Brano di partenza |
───
Marco Antonio, sperpero di un innamorato

Marco Antonio, protagonista della lunga lotta per la conquista della supremazia contro Ottaviano, il futuro Augusto, è una figura cristallizzata nell’immaginario collettivo grazie al suo legame con Cleopatra; ma la sua figura, negli anni in cui Ottaviano consolidava il suo potere e poi si imponeva come Augusto, salvatore di Roma dal flagello delle guerre civili, fu sottoposta a una deformazione e a una censura tali per cui è stato difficile riportare uno sguardo obiettivo sul personaggio. Ora, però, la nuova biografia di Marco Antonio, edita da Salerno a firma di Giovannella Cresci Marrone, completa e amplia il ritratto del personaggio, che l’autrice aveva già delineato alcuni anni fa, in un saggio dal significativo titolo: Marco Antonio. La memoria deformata (2013); questa nuova biografia, Marco Antonio. La vita “inimitabile” del triumviro che contese l’Impero a Ottaviano (Salerno editore, 300 pp., 22 euro) rappresenta dunque il punto di arrivo di molti anni di studi dell’autrice, Professore Ordinario di Storia Romana presso l’Università “Ca’ Foscari” di Venezia e nella cui produzione scientifica compare un volume che è un caposaldo per lo studio dei primordi dell’Impero, Ecumene augustea (1993).
───
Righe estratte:
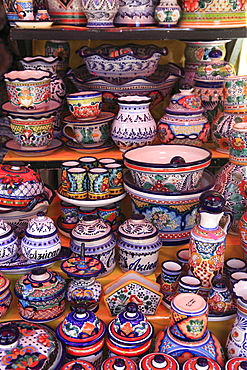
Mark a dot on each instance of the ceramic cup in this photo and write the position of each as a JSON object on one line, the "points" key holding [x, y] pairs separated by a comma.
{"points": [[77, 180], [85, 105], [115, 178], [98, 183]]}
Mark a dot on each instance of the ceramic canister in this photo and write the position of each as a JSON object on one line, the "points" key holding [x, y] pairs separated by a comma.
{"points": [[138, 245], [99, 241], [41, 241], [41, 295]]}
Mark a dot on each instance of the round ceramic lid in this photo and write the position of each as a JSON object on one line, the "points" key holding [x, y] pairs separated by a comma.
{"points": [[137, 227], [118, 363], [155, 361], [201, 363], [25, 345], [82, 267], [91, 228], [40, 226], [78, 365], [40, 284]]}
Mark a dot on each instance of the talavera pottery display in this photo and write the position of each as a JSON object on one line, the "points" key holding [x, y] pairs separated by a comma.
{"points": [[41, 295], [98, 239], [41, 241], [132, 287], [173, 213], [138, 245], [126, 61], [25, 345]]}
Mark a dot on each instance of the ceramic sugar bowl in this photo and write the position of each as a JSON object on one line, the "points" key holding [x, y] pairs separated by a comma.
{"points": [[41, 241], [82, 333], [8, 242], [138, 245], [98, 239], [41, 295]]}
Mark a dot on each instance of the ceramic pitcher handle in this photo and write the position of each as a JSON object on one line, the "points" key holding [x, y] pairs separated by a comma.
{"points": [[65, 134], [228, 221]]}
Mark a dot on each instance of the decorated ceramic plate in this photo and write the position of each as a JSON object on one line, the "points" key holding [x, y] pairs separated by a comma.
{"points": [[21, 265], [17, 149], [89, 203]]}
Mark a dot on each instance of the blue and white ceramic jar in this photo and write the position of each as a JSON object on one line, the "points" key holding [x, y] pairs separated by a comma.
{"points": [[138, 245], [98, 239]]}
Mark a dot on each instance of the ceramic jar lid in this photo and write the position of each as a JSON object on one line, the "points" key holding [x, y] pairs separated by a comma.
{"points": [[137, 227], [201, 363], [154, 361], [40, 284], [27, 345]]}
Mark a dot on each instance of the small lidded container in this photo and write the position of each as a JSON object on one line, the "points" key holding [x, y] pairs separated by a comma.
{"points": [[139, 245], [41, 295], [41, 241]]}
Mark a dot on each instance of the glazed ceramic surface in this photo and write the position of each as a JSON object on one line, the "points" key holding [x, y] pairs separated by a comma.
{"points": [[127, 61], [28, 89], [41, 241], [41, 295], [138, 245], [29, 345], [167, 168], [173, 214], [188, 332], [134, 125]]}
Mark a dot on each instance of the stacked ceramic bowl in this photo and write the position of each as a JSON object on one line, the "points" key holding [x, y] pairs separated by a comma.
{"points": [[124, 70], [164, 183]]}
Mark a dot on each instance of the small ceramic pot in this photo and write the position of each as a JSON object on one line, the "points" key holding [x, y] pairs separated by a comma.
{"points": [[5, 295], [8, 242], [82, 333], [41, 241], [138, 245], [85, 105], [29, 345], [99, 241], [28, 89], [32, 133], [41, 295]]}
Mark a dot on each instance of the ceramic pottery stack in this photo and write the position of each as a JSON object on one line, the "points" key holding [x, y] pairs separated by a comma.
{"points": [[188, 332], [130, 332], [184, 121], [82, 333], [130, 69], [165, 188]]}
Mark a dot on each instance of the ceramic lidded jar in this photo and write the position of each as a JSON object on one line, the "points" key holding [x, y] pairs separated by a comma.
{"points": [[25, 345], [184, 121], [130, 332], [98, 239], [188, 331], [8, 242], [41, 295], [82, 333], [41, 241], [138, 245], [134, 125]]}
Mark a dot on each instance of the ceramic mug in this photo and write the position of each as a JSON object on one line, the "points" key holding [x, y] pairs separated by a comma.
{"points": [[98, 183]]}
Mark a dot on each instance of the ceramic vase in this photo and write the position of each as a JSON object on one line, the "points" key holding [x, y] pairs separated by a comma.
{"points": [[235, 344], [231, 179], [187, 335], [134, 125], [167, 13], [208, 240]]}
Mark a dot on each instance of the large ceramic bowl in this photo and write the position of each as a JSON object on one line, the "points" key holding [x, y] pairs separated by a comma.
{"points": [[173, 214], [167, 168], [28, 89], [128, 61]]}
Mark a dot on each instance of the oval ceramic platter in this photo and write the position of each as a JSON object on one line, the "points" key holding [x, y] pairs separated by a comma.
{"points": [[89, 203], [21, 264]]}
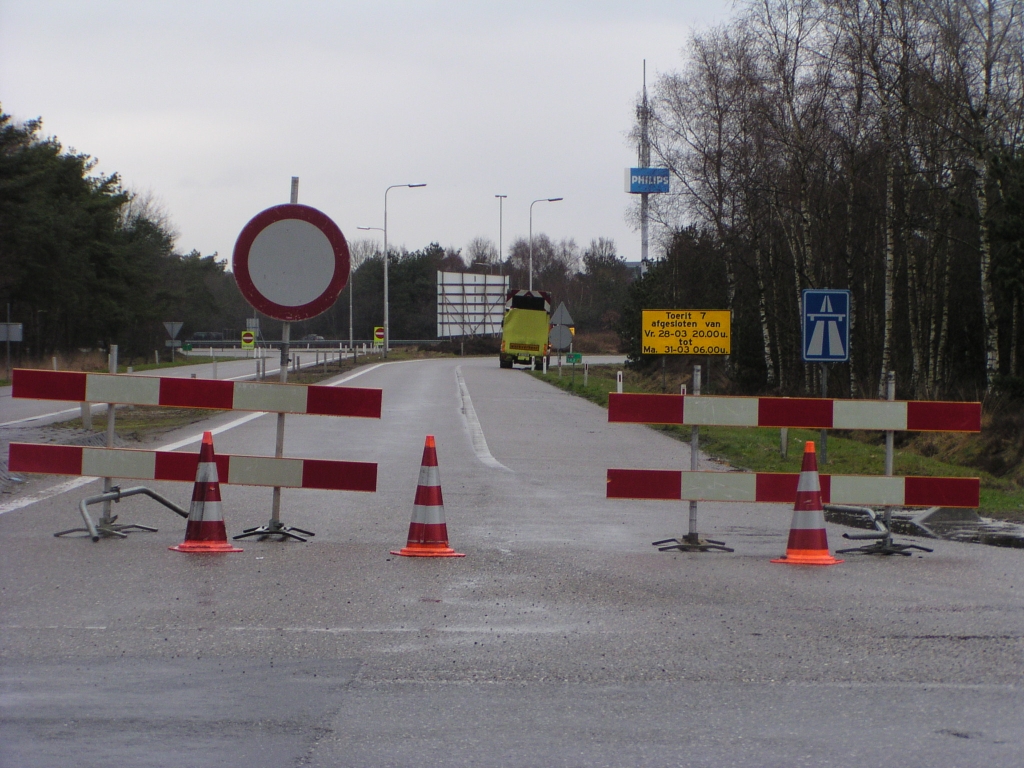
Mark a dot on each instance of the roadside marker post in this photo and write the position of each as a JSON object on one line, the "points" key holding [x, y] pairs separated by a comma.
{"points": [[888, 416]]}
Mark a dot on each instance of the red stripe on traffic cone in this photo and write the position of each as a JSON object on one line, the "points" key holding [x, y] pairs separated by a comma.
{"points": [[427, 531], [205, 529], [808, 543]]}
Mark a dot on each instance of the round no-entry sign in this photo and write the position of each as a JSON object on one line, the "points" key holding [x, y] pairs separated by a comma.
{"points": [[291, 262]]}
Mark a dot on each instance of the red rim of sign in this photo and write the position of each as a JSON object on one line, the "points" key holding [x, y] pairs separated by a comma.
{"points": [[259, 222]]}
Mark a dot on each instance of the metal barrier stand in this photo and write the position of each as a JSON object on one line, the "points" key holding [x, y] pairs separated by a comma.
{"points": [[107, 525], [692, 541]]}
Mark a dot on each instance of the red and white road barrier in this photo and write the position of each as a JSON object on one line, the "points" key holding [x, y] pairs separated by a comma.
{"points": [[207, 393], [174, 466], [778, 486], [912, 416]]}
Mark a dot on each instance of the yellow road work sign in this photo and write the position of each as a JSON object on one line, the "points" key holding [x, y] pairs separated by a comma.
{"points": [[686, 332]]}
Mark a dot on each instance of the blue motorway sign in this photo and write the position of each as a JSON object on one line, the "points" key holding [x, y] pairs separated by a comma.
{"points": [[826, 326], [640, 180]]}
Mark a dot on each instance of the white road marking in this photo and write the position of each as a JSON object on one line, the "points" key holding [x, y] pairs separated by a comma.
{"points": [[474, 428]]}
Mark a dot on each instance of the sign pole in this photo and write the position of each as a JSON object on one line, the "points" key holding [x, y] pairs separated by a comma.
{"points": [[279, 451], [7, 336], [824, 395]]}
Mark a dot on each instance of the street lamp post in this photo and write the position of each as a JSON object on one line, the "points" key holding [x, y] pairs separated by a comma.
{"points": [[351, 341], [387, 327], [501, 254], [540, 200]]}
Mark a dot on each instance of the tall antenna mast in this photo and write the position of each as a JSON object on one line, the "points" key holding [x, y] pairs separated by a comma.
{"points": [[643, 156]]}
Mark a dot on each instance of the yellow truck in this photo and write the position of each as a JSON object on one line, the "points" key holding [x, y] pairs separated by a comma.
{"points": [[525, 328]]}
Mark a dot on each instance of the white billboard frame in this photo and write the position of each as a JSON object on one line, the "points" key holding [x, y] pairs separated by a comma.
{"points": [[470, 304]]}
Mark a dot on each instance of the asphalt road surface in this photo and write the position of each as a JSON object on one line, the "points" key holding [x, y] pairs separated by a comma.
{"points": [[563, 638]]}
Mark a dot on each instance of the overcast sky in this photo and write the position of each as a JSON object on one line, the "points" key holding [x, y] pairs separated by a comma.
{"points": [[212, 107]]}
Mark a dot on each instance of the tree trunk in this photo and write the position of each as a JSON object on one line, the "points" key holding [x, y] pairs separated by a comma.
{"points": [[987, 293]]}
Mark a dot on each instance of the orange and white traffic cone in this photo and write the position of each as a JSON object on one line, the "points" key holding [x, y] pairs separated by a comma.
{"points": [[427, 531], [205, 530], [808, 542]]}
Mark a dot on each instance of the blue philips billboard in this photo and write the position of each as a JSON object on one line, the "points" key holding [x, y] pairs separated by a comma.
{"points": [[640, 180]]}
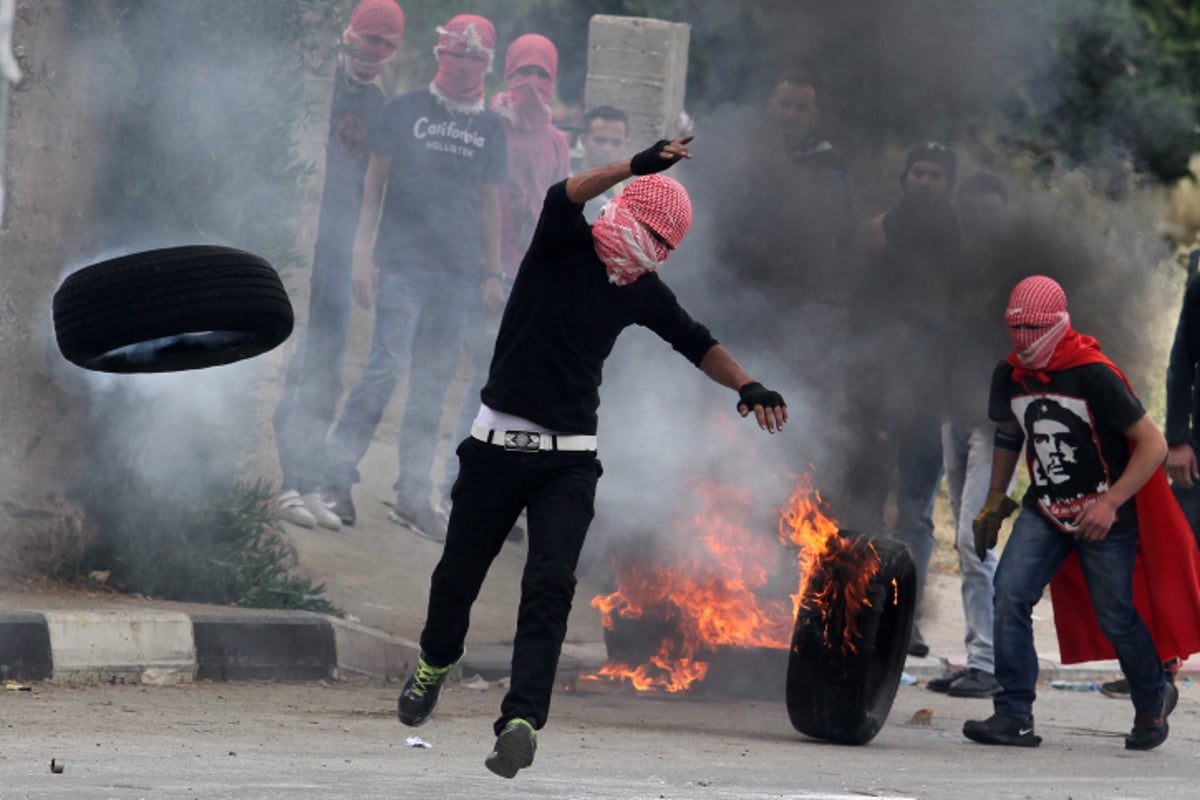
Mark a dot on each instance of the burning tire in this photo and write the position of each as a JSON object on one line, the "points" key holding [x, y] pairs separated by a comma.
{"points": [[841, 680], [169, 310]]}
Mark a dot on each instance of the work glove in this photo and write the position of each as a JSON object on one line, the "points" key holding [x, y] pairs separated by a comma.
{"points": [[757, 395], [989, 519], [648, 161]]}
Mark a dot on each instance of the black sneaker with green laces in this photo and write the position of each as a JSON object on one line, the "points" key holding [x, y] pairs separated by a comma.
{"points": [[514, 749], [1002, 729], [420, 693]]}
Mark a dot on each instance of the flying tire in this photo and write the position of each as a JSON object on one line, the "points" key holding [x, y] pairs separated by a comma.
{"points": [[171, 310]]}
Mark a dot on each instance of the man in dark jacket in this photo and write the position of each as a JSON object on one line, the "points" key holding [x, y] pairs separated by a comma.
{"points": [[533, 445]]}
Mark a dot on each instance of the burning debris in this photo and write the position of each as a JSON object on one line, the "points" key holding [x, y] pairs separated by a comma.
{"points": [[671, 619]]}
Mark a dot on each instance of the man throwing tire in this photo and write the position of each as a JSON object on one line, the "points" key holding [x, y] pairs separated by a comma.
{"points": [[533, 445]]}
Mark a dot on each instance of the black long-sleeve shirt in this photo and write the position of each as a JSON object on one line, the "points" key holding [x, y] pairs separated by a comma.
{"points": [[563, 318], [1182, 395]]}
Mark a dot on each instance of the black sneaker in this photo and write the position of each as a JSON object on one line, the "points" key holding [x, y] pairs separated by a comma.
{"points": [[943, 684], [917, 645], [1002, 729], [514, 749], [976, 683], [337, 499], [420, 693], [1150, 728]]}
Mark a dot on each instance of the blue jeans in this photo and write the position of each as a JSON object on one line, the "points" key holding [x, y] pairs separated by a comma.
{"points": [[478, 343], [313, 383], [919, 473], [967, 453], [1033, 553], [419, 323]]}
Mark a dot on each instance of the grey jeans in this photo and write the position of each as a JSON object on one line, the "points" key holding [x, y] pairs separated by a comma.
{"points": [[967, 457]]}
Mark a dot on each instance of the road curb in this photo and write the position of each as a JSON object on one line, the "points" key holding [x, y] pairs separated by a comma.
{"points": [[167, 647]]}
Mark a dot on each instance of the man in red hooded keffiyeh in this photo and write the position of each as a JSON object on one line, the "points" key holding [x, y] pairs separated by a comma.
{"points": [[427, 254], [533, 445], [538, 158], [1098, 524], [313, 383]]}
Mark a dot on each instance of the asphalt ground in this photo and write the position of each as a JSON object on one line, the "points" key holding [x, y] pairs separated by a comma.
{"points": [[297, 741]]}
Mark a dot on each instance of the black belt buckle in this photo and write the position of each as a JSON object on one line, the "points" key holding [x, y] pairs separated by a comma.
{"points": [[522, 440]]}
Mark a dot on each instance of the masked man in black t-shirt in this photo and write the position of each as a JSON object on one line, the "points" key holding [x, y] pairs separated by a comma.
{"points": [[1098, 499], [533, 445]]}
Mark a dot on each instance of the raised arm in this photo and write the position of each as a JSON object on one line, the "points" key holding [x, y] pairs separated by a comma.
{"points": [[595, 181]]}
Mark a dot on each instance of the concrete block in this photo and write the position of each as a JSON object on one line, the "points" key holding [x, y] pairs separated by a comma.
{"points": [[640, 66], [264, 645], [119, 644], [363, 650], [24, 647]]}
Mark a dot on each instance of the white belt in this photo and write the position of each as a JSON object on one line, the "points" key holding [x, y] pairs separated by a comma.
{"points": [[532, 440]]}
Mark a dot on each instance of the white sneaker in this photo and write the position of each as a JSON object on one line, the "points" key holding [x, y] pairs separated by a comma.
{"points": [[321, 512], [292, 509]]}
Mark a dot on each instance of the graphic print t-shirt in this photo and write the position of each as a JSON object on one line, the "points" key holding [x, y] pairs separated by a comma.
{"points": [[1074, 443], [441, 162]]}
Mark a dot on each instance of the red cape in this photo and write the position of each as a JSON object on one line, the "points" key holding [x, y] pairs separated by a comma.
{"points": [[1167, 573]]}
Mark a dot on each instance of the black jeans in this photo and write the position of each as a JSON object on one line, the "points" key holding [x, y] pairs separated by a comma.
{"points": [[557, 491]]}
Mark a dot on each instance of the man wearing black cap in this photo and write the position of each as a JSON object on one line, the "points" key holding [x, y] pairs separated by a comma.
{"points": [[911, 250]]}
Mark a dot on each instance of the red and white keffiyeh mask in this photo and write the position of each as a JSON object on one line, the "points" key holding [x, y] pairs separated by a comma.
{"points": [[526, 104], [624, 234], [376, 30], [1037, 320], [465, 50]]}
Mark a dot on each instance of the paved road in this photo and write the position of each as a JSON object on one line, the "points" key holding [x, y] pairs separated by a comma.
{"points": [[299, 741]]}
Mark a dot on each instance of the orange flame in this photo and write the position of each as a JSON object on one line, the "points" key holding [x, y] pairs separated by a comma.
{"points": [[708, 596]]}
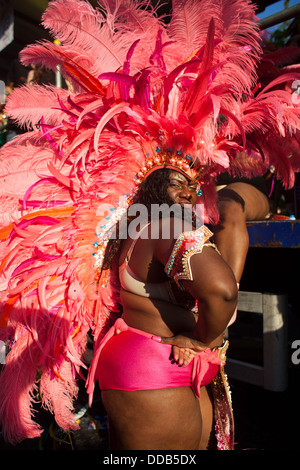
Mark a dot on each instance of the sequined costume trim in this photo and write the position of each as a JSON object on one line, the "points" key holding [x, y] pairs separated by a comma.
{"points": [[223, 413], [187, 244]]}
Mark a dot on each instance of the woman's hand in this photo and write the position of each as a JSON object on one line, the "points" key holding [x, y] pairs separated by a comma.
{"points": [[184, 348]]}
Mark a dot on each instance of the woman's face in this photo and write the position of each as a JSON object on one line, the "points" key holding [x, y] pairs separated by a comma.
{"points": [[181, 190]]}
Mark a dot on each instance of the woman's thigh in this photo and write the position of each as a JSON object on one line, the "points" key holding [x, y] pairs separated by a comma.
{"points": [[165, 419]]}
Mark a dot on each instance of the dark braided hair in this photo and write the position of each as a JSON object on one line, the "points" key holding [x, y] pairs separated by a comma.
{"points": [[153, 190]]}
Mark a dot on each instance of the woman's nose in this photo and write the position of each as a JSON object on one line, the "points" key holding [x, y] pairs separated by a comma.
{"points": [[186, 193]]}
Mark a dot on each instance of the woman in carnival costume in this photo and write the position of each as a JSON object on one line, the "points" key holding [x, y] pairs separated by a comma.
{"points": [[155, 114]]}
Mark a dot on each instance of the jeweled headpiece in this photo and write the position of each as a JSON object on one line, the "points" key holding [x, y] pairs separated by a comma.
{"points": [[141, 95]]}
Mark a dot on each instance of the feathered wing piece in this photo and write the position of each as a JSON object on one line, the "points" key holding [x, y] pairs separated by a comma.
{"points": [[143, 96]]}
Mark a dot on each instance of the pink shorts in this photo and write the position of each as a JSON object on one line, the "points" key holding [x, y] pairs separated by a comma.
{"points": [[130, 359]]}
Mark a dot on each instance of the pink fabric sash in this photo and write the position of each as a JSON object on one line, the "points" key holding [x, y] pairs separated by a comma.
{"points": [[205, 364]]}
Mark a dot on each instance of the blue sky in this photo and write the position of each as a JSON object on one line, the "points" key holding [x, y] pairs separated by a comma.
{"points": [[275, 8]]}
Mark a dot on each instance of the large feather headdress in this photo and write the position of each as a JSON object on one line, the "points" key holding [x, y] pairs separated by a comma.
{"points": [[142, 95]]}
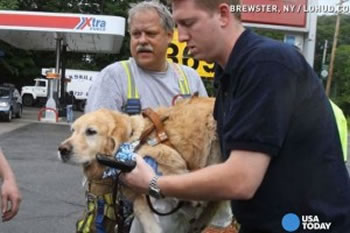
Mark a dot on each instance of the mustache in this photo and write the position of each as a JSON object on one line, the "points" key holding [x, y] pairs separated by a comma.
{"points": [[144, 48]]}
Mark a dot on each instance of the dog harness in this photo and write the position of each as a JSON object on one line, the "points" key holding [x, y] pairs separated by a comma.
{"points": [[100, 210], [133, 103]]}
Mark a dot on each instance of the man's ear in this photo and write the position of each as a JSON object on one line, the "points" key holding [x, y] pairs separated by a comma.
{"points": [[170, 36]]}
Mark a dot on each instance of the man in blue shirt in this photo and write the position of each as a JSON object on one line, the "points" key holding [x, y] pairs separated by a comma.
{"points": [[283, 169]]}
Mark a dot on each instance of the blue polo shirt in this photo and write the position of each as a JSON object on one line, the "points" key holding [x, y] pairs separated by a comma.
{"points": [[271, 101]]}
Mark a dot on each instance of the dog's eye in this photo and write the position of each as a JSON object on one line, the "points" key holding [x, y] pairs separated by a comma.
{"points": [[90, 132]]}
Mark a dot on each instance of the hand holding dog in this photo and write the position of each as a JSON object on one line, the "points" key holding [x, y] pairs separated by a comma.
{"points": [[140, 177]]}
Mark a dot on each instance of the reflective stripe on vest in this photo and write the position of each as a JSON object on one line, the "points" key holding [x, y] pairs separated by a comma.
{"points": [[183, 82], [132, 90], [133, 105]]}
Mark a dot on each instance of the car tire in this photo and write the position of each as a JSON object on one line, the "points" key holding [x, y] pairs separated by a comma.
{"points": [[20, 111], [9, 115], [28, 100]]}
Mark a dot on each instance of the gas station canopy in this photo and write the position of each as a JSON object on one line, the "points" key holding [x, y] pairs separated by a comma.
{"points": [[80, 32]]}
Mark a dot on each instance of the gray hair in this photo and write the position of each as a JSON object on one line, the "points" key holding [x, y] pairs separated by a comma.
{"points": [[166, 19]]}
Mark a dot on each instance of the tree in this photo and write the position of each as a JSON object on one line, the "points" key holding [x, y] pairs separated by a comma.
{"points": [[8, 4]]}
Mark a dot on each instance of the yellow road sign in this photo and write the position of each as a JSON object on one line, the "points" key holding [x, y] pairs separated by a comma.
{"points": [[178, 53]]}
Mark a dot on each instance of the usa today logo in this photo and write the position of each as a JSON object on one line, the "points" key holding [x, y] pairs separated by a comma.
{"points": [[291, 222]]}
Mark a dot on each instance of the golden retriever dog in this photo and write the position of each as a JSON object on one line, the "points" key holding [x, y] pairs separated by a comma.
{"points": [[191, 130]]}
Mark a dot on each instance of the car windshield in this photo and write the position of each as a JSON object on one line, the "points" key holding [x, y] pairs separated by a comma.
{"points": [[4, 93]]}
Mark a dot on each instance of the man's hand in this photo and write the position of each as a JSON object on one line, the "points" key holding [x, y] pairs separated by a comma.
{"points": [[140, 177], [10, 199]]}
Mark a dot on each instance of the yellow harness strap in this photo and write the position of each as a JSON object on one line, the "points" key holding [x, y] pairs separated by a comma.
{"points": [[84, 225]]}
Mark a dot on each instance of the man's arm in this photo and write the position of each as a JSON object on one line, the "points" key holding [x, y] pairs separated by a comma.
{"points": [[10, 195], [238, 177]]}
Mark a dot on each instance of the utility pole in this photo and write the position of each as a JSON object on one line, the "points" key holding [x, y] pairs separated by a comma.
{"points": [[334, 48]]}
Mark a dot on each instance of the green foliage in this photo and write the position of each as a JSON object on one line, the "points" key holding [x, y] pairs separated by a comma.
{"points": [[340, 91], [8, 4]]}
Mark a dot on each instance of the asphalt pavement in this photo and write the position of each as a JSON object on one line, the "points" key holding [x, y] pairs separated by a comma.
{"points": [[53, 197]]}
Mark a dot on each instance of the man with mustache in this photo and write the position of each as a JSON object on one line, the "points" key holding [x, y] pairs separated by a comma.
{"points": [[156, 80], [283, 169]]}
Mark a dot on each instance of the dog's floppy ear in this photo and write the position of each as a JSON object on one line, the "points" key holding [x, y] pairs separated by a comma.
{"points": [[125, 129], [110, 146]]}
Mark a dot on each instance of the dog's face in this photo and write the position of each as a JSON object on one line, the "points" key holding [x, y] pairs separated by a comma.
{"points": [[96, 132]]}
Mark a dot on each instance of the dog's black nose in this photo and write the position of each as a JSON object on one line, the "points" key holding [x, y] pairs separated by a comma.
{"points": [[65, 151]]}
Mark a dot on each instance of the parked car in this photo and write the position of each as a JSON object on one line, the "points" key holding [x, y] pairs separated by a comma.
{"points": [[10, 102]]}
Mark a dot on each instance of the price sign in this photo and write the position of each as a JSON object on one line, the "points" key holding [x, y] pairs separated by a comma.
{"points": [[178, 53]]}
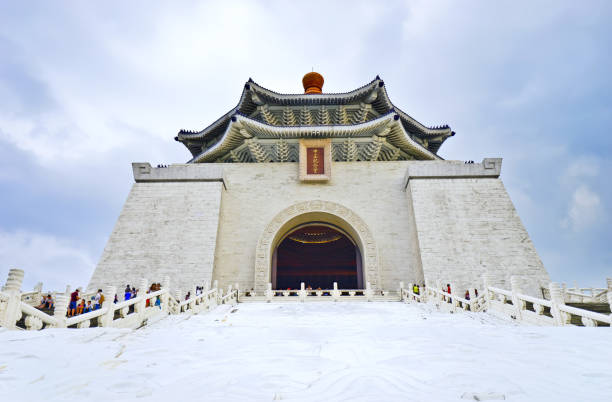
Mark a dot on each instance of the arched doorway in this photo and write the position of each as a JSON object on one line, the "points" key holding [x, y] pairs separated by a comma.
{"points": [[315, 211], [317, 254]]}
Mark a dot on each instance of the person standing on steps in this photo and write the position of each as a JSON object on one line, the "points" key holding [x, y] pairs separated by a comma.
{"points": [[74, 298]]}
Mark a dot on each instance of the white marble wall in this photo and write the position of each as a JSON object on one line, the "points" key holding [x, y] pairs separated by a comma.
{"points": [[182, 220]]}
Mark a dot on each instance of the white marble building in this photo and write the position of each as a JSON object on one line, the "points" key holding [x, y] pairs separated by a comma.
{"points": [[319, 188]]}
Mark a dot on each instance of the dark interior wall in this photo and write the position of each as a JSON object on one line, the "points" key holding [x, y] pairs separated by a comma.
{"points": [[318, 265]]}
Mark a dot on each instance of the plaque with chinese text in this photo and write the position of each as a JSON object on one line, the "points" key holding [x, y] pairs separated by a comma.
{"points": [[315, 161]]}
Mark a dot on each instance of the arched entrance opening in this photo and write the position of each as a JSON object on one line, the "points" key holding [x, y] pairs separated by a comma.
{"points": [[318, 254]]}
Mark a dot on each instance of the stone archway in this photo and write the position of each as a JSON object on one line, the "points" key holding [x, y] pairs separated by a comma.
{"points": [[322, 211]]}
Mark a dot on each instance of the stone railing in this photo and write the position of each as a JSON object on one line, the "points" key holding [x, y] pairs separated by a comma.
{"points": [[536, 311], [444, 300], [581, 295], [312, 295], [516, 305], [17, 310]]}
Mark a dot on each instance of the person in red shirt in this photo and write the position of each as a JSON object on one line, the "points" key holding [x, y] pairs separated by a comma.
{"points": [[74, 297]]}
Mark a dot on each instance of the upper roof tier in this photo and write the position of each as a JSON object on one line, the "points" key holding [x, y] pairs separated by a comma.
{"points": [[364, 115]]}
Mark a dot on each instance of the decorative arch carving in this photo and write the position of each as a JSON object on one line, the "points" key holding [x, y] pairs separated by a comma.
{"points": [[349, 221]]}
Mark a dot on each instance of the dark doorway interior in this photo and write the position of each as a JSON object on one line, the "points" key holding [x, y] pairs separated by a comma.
───
Esercizi da svolgere |
(1) Rispondi in base al brano su Marco Antonio, una risposta per riga:
(a) Con quale titolo è uscito nel 2013 il saggio dell'autrice su Marco Antonio?
(b) Presso quale università è Professore Ordinario di Storia Romana l'autrice?
(c) In che anno è stato pubblicato Ecumene augustea?
(2) Scrivi il seguito del brano su Marco Antonio, a partire dalla sua ultima frase.

Risposte agli esercizi |
(1)
(a) Marco Antonio. La memoria deformata
(b) Università "Ca' Foscari" di Venezia
(c) 1993

(2)
Per fissare l’immagine negativa di Marco Antonio fu determinante la sconfitta ad Azio, nel 31 a. C., contro Ottaviano, e la conseguente damnatio memoriae che ne seguì: il provvedimento venne anzi varato per la prima volta proprio per il triumviro d’Oriente, e sarebbe stato applicato largamente anche nei decenni successivi, per tutti quei personaggi sgraditi al punto tale che, dopo la loro morte, le loro statue venivano distrutte e il loro nome cancellato da tutte le epigrafi e iscrizioni pubbliche, quasi che non fossero mai esistiti, e per evitare, soprattutto, che le generazioni successive potessero venire a conoscenza della loro vita e delle loro opere. Così accadde ad Antonio: la sua morte per suicidio, l’ 1 agosto del 30 a. C., fu l’epilogo di una parabola politica esaltante, conclusa però da una devastante sconfitta militare che lasciò Ottaviano padrone dell’imperium. La vittoria di Ottaviano ad Azio viene celebrata da Orazio nel carme I, 37, che si apre, con accenti mutuati da Alceo, con il celebre nunc est bibendum (“ora bisogna bere”); nel componimento, però, Marco Antonio non viene, significativamente, mai nominato: la scena poetica è tutta occupata da Cleopatra, la regina, dapprima presentata con lo stigma della mollezza, della follia, dell’ebbrezza, e che poi, via via, acquisisce una sua grandezza (deliberata morte ferocior, “resa più fiera dalla decisione di morire”, la dice il poeta). Di Marco Antonio, nemmeno l’ombra.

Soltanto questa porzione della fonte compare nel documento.